- Data for this exercise

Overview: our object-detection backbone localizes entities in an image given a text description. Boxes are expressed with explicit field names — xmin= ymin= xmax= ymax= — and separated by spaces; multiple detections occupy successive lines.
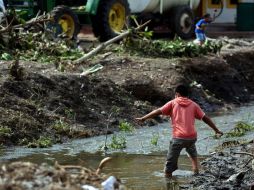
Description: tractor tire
xmin=171 ymin=6 xmax=194 ymax=39
xmin=91 ymin=0 xmax=130 ymax=42
xmin=51 ymin=5 xmax=80 ymax=39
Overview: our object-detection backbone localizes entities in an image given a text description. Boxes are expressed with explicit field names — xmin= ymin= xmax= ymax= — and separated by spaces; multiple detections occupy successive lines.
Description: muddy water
xmin=0 ymin=104 xmax=254 ymax=190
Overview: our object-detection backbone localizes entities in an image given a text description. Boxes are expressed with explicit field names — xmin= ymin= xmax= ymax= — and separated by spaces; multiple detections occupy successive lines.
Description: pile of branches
xmin=122 ymin=35 xmax=222 ymax=58
xmin=0 ymin=11 xmax=83 ymax=63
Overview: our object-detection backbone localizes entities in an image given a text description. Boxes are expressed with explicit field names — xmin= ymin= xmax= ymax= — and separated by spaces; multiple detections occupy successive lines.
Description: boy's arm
xmin=202 ymin=115 xmax=223 ymax=135
xmin=135 ymin=109 xmax=162 ymax=122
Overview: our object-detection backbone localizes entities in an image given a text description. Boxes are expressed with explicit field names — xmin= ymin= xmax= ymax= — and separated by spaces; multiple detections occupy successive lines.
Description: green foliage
xmin=119 ymin=121 xmax=135 ymax=133
xmin=122 ymin=38 xmax=222 ymax=58
xmin=109 ymin=134 xmax=126 ymax=149
xmin=64 ymin=109 xmax=76 ymax=119
xmin=51 ymin=119 xmax=70 ymax=133
xmin=226 ymin=121 xmax=254 ymax=137
xmin=0 ymin=125 xmax=12 ymax=137
xmin=150 ymin=133 xmax=159 ymax=146
xmin=0 ymin=11 xmax=84 ymax=63
xmin=27 ymin=137 xmax=53 ymax=148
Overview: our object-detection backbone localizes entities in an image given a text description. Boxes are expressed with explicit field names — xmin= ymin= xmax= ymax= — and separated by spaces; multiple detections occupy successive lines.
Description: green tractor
xmin=5 ymin=0 xmax=130 ymax=41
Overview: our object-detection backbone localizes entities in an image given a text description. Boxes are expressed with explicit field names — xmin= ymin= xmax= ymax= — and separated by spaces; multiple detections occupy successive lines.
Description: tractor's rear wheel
xmin=51 ymin=6 xmax=80 ymax=39
xmin=92 ymin=0 xmax=130 ymax=41
xmin=171 ymin=6 xmax=194 ymax=39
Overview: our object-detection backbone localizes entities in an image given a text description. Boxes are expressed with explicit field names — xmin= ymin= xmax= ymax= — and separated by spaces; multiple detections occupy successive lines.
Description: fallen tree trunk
xmin=73 ymin=20 xmax=150 ymax=64
xmin=0 ymin=15 xmax=52 ymax=34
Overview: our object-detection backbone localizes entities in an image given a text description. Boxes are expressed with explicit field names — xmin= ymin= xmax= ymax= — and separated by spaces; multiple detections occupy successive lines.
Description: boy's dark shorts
xmin=165 ymin=139 xmax=197 ymax=173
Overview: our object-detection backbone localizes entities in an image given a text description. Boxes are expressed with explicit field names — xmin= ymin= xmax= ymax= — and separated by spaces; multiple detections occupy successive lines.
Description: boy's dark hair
xmin=203 ymin=13 xmax=211 ymax=18
xmin=175 ymin=84 xmax=189 ymax=97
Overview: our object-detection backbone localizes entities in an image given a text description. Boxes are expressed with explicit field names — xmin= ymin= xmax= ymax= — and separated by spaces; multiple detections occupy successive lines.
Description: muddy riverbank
xmin=190 ymin=140 xmax=254 ymax=190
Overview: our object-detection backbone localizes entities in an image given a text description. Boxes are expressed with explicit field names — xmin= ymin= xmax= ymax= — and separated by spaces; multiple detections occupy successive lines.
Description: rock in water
xmin=226 ymin=171 xmax=246 ymax=184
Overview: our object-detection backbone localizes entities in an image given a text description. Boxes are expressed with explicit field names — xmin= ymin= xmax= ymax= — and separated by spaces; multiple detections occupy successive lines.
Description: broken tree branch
xmin=74 ymin=20 xmax=150 ymax=64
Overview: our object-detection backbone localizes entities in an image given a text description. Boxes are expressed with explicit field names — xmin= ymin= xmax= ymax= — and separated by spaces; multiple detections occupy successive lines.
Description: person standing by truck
xmin=195 ymin=14 xmax=213 ymax=45
xmin=136 ymin=85 xmax=223 ymax=178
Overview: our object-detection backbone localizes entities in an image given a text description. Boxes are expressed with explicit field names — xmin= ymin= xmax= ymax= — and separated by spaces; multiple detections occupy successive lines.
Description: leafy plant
xmin=226 ymin=121 xmax=254 ymax=137
xmin=27 ymin=137 xmax=53 ymax=148
xmin=52 ymin=119 xmax=70 ymax=133
xmin=150 ymin=133 xmax=159 ymax=146
xmin=122 ymin=38 xmax=222 ymax=58
xmin=64 ymin=109 xmax=76 ymax=120
xmin=119 ymin=121 xmax=135 ymax=133
xmin=109 ymin=134 xmax=126 ymax=149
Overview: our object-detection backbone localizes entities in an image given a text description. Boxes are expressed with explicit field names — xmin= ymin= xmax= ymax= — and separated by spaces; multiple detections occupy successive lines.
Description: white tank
xmin=128 ymin=0 xmax=200 ymax=13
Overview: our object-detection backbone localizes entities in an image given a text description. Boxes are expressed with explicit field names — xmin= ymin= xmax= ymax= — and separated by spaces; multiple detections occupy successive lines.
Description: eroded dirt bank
xmin=0 ymin=50 xmax=254 ymax=146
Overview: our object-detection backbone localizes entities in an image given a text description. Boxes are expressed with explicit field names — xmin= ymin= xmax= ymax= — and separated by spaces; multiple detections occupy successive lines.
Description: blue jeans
xmin=195 ymin=33 xmax=206 ymax=42
xmin=165 ymin=138 xmax=197 ymax=173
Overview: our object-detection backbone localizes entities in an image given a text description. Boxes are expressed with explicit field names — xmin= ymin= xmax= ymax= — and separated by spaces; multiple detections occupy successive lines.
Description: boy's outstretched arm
xmin=202 ymin=115 xmax=223 ymax=135
xmin=135 ymin=109 xmax=162 ymax=122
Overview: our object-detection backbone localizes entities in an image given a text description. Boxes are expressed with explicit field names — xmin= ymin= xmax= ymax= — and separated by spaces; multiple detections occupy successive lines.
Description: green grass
xmin=119 ymin=121 xmax=135 ymax=133
xmin=226 ymin=121 xmax=254 ymax=138
xmin=109 ymin=134 xmax=127 ymax=149
xmin=27 ymin=136 xmax=53 ymax=148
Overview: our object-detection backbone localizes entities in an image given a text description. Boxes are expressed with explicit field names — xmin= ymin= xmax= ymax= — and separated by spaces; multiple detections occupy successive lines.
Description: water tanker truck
xmin=3 ymin=0 xmax=200 ymax=41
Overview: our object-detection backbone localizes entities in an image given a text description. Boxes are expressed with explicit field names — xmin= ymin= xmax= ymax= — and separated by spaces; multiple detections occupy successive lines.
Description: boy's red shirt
xmin=160 ymin=97 xmax=205 ymax=139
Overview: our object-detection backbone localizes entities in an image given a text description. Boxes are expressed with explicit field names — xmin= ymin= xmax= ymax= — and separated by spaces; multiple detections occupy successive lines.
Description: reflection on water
xmin=3 ymin=151 xmax=198 ymax=190
xmin=0 ymin=106 xmax=254 ymax=190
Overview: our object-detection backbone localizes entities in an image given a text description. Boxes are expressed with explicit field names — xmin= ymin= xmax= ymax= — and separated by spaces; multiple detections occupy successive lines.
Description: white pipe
xmin=160 ymin=0 xmax=164 ymax=14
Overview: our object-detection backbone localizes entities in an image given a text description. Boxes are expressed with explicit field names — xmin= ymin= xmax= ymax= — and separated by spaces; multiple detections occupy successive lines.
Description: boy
xmin=136 ymin=85 xmax=223 ymax=178
xmin=195 ymin=14 xmax=212 ymax=45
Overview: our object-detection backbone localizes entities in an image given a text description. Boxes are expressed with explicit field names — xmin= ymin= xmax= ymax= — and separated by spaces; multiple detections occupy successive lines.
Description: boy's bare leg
xmin=190 ymin=157 xmax=199 ymax=174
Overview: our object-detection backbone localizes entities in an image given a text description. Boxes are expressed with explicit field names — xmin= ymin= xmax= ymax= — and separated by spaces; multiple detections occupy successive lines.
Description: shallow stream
xmin=0 ymin=104 xmax=254 ymax=190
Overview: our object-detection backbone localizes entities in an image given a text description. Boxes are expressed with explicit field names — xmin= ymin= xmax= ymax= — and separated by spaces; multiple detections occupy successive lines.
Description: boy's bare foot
xmin=164 ymin=172 xmax=172 ymax=178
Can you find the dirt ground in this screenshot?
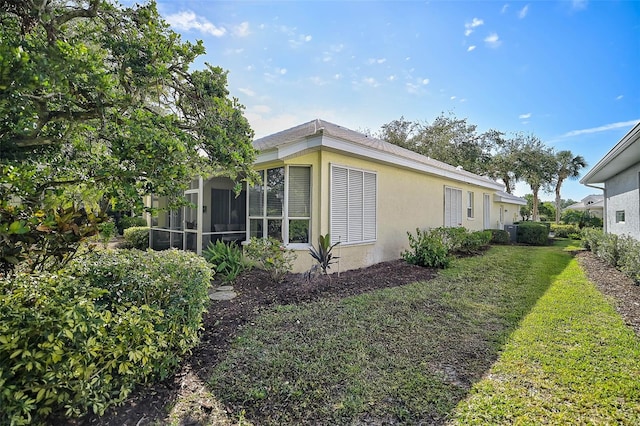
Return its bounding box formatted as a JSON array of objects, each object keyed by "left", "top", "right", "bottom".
[{"left": 70, "top": 252, "right": 640, "bottom": 426}]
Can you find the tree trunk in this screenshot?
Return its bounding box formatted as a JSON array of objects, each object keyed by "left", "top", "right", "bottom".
[{"left": 556, "top": 180, "right": 562, "bottom": 225}]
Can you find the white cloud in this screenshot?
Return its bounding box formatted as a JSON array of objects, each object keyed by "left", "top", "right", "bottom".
[
  {"left": 233, "top": 21, "right": 251, "bottom": 37},
  {"left": 165, "top": 10, "right": 227, "bottom": 37},
  {"left": 362, "top": 77, "right": 380, "bottom": 87},
  {"left": 484, "top": 33, "right": 502, "bottom": 49},
  {"left": 518, "top": 5, "right": 529, "bottom": 19},
  {"left": 464, "top": 18, "right": 484, "bottom": 36},
  {"left": 561, "top": 118, "right": 640, "bottom": 138},
  {"left": 238, "top": 87, "right": 256, "bottom": 96},
  {"left": 571, "top": 0, "right": 589, "bottom": 10}
]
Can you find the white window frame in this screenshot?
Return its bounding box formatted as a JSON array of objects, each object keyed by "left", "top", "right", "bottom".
[
  {"left": 329, "top": 164, "right": 378, "bottom": 245},
  {"left": 443, "top": 186, "right": 462, "bottom": 228},
  {"left": 247, "top": 164, "right": 313, "bottom": 249}
]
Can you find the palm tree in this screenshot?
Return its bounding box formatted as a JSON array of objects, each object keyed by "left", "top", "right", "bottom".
[{"left": 555, "top": 151, "right": 587, "bottom": 223}]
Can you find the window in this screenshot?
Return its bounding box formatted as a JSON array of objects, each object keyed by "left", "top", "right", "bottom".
[
  {"left": 467, "top": 191, "right": 473, "bottom": 219},
  {"left": 330, "top": 166, "right": 377, "bottom": 243},
  {"left": 249, "top": 166, "right": 311, "bottom": 244},
  {"left": 444, "top": 186, "right": 462, "bottom": 227}
]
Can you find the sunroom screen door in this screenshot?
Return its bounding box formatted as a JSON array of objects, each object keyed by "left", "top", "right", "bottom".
[{"left": 444, "top": 187, "right": 462, "bottom": 227}]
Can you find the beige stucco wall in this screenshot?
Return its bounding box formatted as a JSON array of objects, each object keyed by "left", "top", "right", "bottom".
[{"left": 259, "top": 149, "right": 517, "bottom": 272}]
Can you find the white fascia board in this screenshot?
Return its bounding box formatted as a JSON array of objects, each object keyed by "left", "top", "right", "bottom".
[{"left": 322, "top": 137, "right": 503, "bottom": 190}]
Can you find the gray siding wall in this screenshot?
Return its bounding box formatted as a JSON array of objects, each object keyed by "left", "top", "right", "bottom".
[{"left": 605, "top": 162, "right": 640, "bottom": 240}]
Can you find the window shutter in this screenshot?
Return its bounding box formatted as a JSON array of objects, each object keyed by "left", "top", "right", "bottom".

- Requirements
Copy out the lines of the items above without alteration, beginning at the line that contains "Can you find the window shutter" and stopping after the final line of the items.

- Response below
Can you find the window shutter in this screenshot?
Return its bounding box formatted as a JSON array of objects, each object keyed by "left", "top", "right", "bottom".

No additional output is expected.